**** DOCUMENT SEGMENT ****

Musing:

Spring Update 2023

“More gentle ripening means deeper, more profound and complex flavors—a more complete wine.” —Chris Howell

Dear Friends of Cain,

We’d like to give you an update on the Cain Vineyard, how we’re doing, and some early thoughts about the 2023 growing season. We plan to send a few more as the year progresses.

It has been a gorgeous Spring here in the Napa Valley and especially up in the Cain Vineyard. With all the rain that we’ve received this Winter and Spring—more than five feet—the wildflowers are showing brilliantly against the vivid green of the grass.

Baby grapes in the Cain Vineyard
Lupines in the Cain Vineyard, Spring 2023

For the vines, it has been a late Spring—this year’s buds are only just now unfurling themselves and beginning to reach for the sky. That’s perfect, because now, the early Spring rains have let up, the days are dry and sunny and warming up from the 50’s to the 60’s—truly perfect weather for budbreak.

****

### WHAT IS REQUIRED:
Continue the spring update from the Cain Vineyard, starting right after its last sentence. The records that come next have nothing to do with the vineyard update.

**** DATASET ENTRIES ****

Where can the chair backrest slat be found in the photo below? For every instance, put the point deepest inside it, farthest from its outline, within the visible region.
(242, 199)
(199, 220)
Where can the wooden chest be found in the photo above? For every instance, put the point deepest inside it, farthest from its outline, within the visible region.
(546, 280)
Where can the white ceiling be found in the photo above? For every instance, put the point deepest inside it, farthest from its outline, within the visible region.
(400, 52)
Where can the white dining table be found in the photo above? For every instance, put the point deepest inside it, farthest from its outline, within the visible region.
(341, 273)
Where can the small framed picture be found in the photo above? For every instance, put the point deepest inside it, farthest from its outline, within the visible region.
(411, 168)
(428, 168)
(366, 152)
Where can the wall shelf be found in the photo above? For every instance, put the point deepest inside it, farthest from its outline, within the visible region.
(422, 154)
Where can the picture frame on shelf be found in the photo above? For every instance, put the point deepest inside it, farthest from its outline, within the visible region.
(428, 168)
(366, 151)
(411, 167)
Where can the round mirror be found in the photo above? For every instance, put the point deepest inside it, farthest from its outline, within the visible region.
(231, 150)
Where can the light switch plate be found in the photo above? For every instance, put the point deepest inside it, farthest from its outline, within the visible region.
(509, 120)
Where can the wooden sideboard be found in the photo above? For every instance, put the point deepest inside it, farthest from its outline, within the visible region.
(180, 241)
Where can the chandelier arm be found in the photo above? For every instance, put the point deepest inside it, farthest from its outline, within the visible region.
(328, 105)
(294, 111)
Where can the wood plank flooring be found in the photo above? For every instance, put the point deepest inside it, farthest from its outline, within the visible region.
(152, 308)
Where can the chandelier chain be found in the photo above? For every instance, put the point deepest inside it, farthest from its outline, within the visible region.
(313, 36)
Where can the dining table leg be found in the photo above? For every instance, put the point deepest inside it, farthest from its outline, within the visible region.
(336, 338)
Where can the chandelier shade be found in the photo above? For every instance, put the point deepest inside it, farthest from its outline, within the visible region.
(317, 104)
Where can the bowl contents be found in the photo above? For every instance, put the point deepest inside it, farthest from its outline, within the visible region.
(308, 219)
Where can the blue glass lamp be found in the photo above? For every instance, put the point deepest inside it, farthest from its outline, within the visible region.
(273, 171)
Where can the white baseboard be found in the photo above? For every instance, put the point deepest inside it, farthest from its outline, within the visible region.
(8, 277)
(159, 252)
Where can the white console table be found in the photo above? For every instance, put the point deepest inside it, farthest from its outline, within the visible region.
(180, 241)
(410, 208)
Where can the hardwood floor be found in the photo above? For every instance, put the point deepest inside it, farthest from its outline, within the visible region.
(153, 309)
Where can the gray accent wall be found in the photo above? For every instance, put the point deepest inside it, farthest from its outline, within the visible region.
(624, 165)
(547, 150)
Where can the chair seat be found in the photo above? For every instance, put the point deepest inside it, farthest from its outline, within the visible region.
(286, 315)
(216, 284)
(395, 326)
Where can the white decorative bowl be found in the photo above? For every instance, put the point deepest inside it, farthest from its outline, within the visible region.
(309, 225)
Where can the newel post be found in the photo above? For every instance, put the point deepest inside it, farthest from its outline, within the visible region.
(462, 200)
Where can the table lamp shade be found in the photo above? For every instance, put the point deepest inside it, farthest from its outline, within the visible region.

****

### RESULT:
Budbreak in the Cain Vineyard, Spring 2023

A later budbreak means later ripening and a later harvest, in late September and early October, well past the hottest days of Summer that often come in August. More gentle ripening means deeper, more profound and complex flavors—a more complete wine. All in all, at the moment, this looks to be an excellent vintage. But it’s only May- the harvest is not in yet. The vines still need to flower and set their fruit, the grapes need to swell and ripen. We have more than five months to go and we don’t know yet what the Summer may bring. Even so, there’s every cause to be optimistic.

This January, Ashley and her crew planted many more thousands of vines—Cabernet Franc and Cabernet Sauvignon, replacing those lost to the Glass Fire in 2020. These, along with the many thousands planted last year and two years ago are all beginning to pop out of their buds now. Soon, whole swaths of the Cain Vineyard will be flourishing again, and we think, even better than before. It is an auspicious moment.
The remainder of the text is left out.